# Lesson 3: Data Types and Formats

These are some notes for [Data Carpentry](http://www.datacarpentry.org)'s tutorial [*Data Analysis and Visualization in Python*](http://www.datacarpentry.org/python-ecology-lesson/).  The web page for this lesson can be found [here](http://www.datacarpentry.org/python-ecology-lesson/03-data-types-and-format).

## Goal

> Learn how to deal with different data types

## Numerical Data Types

There are two main types of numerical data in Python:

* **Floating Point** number (or **`float`**): a number which **can** have a **fractional part**, i.e. something **after the decimal** point:
    * `1.0, 3.25, -7536.3`;
* **Integer** number (or **`int`**): a number which **cannot** have a **fractional part**, i.e. **nothing** after the decimal point:
    * `1, -2, 1177325`.

Note:

* Sometimes you'll see **32** or **64** in the name of the numeric data type.
    * That's to say how much **memory** -- how many **digits** -- the computer allocates for each number.
* If Pandas sees **one** column entry is floating point, it'll assign **all entries** to the floating point data type to **avoid losing precision**.

## Character Data Types

We also have the following important Python data type:

* **`string`**: a data type which can hold **characters** of **any sort**.
    * By "characters" we mean **letters**, **punctuation**, and **spaces**, like
        * `'w', 'NASA', 'a ska-style drum solo'`.
    * But we also mean **digits** when they're used as **text**:
        * `'Dec. 7, 1941', 'my 12th birthday', '3.14'`.
        * You can **not do math** with strings.

Pandas and Python **terminology differs**:

Pandas and base Python use slightly different names for data types. More on this is in the table below:

| **Pandas Type** | **Native Python Type** | **Description** |
| :-- | :-- | :-- |
| `object` | `string` | The most general dtype. Will be assigned to your column if column has mixed types (numbers and strings). |
| `int64` | `int` | Numeric characters. 64 refers to the memory allocated to hold this character. |
| `float64` | `float` | Numeric characters with decimals. If a column contains numbers and NaNs(see below), pandas will default to float64, in case your missing value has a decimal. |
| `datetime64, timedelta[ns]` | N/A (but see the [datetime](http://doc.python.org/2/library/datetime.html) module in Python's standard library) | Values meant to hold time data. Look into these for time series experiments. |

## Checking Data Formats

Let's check our data...
= = = =
CHALLENGES |
(1) In the data types lesson, which Pandas type is assigned to a column that holds both numbers and strings?
(2) Reproduce the part of the data types lesson that begins at the words "## Character Data" and ends after the words "math** with strings.".
You won't need any of the material.

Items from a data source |
= = = =
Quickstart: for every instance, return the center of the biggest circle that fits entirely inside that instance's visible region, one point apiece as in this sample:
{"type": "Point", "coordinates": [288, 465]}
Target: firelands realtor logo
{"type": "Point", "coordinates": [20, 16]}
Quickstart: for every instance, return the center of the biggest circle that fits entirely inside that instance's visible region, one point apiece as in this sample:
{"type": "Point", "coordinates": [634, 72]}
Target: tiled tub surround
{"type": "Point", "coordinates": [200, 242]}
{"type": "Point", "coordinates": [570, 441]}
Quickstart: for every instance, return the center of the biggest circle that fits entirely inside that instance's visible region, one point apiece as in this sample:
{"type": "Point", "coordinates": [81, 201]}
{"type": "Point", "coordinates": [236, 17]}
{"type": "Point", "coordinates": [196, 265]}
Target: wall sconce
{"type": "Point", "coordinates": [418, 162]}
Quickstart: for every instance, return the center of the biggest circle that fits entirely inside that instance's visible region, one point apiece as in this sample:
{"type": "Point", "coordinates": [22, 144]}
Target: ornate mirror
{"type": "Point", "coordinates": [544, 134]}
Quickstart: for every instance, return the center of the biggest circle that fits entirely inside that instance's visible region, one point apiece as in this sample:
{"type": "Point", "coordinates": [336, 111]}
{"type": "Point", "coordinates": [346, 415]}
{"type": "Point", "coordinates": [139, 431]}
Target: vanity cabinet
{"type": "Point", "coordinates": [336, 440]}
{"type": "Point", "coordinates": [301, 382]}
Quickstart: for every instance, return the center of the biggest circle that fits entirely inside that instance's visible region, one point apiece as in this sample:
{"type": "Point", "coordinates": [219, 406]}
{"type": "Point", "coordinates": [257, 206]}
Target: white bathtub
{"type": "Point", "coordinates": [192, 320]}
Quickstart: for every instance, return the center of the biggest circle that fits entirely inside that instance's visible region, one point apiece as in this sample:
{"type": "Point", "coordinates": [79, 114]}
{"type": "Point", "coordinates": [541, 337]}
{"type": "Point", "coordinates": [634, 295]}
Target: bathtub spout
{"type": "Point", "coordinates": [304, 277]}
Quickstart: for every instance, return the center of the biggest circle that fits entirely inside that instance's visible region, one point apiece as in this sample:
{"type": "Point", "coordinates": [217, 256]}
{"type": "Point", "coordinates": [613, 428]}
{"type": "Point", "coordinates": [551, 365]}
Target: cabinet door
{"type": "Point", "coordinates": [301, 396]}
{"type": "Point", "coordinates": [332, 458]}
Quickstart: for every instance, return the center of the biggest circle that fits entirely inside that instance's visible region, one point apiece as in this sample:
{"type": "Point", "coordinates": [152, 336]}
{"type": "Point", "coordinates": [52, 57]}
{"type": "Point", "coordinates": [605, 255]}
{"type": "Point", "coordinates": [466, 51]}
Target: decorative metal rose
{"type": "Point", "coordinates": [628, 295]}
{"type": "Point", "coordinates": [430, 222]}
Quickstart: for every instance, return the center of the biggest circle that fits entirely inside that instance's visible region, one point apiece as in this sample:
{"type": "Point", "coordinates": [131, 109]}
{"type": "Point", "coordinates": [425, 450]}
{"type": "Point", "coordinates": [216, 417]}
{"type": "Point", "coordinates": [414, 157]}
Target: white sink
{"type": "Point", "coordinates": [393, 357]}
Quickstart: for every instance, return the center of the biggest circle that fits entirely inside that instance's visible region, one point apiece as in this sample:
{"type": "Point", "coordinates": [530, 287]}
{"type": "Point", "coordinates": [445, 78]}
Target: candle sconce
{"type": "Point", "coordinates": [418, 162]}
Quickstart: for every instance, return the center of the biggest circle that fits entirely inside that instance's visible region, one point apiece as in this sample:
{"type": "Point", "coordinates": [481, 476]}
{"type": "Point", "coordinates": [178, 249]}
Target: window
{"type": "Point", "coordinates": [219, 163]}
= = = =
TASK-BY-TASK OUTPUTS |
(1) The `object` type.

(2)
## Character Data Types

We also have the following important Python data type:

* **`string`**: a data type which can hold **characters** of **any sort**.
    * By "characters" we mean **letters**, **punctuation**, and **spaces**, like
        * `'w', 'NASA', 'a ska-style drum solo'`.
    * But we also mean **digits** when they're used as **text**:
        * `'Dec. 7, 1941', 'my 12th birthday', '3.14'`.
        * You can **not do math** with strings.